[[ Supplied data, beginning ]]

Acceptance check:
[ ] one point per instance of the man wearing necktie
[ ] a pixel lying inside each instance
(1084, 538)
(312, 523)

[[ Supplied data, end ]]

**The task**
Copy every line above once more, precisely as it reads.

**Result**
Acceptance check:
[ ] one point per instance of the man wearing necktie
[ ] a pixel lying inside each instance
(1084, 538)
(312, 523)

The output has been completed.